SET PROBLEM: Give the entries as a numbered list, omitting blank lines, beginning at the line that contains "rear door, that would be wonderful." and continuing through the end of the entries.

MATERIAL PROVIDED:

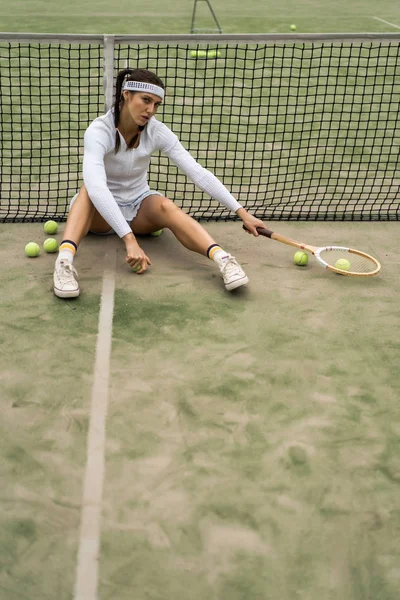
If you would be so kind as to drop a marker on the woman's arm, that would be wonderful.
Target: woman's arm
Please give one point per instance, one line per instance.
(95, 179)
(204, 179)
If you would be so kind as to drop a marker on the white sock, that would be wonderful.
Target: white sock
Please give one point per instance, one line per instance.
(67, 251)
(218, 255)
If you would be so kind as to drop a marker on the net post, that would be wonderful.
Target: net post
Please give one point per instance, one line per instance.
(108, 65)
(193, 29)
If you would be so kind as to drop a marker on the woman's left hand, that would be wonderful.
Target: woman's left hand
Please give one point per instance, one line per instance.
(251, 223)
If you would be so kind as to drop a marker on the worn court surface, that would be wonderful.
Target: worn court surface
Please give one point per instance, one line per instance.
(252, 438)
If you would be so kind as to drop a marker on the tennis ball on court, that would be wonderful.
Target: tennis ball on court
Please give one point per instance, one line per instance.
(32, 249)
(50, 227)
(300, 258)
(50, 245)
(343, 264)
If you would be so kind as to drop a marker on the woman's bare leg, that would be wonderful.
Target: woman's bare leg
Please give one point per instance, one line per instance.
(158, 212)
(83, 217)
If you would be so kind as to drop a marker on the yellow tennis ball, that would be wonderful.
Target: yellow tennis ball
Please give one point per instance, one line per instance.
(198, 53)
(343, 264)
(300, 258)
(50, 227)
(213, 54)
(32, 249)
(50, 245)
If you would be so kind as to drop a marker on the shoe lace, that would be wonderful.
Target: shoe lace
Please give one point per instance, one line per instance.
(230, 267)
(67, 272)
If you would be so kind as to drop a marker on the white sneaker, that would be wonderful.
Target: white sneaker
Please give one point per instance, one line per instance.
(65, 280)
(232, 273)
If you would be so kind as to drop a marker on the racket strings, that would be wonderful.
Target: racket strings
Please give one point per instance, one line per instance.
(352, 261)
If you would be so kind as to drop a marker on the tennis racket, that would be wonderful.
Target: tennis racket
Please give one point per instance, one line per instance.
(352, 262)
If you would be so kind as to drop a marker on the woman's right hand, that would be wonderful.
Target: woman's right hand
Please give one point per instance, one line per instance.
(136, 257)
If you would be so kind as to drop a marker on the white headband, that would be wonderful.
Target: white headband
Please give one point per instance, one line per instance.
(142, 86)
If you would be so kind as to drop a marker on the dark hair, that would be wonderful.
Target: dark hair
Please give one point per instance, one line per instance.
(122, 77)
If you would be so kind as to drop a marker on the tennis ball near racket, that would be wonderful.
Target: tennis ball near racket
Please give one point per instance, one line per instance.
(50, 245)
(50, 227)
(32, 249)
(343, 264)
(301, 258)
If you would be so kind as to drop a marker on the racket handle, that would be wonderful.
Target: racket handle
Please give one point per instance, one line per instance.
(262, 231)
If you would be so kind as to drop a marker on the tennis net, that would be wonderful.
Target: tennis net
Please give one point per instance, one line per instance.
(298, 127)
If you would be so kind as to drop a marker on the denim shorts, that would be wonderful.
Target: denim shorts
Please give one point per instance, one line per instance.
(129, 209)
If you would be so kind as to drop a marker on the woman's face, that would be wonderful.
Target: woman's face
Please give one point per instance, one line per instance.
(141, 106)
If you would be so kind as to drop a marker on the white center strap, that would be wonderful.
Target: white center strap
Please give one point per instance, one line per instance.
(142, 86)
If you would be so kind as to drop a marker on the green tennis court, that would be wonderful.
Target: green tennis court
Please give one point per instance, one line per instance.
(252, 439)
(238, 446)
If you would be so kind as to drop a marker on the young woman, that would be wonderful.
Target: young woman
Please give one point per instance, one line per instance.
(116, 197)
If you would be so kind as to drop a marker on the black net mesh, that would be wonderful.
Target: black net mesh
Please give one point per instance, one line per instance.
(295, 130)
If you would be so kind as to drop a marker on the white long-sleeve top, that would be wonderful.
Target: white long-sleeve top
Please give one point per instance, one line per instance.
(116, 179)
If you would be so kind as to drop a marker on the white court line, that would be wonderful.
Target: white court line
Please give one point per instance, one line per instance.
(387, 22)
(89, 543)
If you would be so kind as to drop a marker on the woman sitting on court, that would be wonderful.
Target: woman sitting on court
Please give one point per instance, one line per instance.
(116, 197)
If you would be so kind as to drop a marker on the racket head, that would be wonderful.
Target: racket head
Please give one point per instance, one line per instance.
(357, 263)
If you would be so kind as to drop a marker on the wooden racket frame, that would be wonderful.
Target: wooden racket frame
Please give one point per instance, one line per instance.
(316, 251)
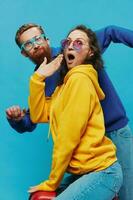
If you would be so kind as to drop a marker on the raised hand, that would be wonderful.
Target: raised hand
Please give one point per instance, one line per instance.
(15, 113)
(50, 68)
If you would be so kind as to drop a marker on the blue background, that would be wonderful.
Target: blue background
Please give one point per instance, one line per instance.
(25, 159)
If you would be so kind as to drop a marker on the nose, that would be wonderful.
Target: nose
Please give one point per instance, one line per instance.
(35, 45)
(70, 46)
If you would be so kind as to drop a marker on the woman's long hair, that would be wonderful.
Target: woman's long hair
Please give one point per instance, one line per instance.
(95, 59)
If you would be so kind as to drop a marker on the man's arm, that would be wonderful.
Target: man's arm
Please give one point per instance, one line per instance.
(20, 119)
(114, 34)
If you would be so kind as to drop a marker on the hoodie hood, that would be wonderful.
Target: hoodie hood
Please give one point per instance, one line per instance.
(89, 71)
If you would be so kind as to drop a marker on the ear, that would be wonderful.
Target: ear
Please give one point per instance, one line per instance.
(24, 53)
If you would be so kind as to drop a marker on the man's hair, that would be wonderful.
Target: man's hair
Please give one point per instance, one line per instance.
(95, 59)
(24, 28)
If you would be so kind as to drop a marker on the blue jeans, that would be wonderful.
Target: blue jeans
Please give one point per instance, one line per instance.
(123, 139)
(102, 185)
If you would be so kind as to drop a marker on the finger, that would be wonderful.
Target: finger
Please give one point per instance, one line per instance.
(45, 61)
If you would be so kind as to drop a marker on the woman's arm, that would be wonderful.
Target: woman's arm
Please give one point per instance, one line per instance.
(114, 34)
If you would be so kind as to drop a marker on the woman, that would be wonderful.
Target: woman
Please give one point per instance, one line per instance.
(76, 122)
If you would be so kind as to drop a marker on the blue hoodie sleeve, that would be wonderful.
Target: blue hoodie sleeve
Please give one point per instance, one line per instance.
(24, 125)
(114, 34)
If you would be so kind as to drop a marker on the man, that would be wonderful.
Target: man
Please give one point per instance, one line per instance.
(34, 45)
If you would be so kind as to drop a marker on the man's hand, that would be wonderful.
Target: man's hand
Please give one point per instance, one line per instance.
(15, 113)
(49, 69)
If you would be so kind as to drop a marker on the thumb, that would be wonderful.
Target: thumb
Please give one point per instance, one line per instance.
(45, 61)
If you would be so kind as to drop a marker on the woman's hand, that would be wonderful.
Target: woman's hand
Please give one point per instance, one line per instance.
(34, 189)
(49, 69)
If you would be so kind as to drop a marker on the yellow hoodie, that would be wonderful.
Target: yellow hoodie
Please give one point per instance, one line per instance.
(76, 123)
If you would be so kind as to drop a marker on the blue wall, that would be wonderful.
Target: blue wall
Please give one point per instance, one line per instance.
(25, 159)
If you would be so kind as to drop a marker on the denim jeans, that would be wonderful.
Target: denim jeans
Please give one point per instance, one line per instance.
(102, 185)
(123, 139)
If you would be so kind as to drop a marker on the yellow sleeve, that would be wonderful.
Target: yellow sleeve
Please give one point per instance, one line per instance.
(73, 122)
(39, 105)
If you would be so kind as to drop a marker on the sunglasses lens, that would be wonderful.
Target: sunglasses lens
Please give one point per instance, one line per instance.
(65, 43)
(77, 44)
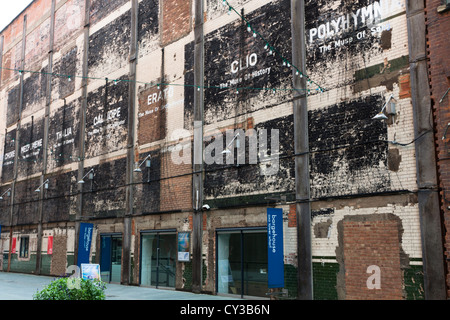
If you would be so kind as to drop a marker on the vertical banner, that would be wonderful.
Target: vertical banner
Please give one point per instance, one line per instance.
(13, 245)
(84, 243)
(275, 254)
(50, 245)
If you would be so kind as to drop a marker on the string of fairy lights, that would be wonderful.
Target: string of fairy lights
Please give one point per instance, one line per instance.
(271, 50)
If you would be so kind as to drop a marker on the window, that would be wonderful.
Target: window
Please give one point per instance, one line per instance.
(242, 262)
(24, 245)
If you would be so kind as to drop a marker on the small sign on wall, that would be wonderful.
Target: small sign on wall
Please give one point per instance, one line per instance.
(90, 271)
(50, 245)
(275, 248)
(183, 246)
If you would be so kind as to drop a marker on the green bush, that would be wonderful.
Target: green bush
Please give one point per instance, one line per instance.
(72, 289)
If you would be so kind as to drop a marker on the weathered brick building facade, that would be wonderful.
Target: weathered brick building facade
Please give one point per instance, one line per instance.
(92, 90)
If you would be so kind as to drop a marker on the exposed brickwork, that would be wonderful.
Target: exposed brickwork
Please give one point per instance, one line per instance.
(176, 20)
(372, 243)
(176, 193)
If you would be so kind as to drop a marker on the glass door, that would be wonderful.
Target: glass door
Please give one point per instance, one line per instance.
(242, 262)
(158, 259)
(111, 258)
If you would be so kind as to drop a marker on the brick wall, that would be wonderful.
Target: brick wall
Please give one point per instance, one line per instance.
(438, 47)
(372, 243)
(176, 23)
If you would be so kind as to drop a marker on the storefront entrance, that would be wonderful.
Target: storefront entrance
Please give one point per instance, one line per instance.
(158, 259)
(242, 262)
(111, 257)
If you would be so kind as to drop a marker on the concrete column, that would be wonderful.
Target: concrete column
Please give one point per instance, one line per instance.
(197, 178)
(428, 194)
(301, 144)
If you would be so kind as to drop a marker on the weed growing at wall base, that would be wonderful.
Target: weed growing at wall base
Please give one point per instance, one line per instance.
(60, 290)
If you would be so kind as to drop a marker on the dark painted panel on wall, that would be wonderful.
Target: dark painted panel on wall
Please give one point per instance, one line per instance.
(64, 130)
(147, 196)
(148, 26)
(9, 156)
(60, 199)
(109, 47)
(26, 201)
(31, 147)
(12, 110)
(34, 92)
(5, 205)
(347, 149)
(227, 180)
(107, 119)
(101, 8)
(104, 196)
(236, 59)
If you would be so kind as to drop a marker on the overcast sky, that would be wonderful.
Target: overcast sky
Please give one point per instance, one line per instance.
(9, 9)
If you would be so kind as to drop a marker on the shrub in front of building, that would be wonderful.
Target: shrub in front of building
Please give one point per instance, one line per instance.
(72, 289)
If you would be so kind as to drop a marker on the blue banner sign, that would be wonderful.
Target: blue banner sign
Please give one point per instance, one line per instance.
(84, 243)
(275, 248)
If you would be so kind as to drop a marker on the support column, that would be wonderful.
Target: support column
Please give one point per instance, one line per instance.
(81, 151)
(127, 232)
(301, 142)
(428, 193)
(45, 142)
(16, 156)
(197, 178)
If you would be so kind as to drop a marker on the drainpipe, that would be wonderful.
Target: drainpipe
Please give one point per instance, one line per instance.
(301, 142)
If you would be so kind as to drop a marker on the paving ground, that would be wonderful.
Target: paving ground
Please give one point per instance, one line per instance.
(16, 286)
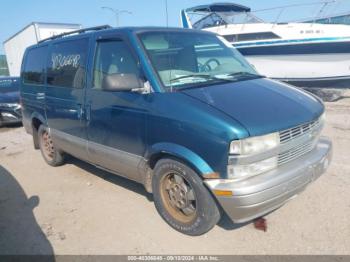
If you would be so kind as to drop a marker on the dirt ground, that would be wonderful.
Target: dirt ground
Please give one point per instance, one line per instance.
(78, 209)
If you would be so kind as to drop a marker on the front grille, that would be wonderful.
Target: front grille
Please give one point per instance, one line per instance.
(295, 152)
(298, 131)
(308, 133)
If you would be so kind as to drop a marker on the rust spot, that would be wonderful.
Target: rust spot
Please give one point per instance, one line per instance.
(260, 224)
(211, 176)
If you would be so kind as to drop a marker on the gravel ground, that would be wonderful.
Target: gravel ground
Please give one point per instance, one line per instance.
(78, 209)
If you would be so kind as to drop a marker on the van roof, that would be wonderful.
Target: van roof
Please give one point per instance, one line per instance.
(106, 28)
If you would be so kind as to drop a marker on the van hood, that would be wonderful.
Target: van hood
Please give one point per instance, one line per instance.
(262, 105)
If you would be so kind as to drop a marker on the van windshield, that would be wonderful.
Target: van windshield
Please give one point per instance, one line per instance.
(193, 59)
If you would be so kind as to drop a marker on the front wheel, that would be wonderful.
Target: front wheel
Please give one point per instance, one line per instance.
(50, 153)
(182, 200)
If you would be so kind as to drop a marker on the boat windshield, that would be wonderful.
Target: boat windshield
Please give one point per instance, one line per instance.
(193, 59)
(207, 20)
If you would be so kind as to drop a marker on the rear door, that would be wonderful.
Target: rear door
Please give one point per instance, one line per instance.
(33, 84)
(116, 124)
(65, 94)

FULL RESPONSE:
1. If you would be so kind as to drop a marker on the rear door, that would be wonderful.
2. Target: rear door
3. Please give one point per instance, one line per instance.
4. (33, 84)
5. (116, 124)
6. (65, 94)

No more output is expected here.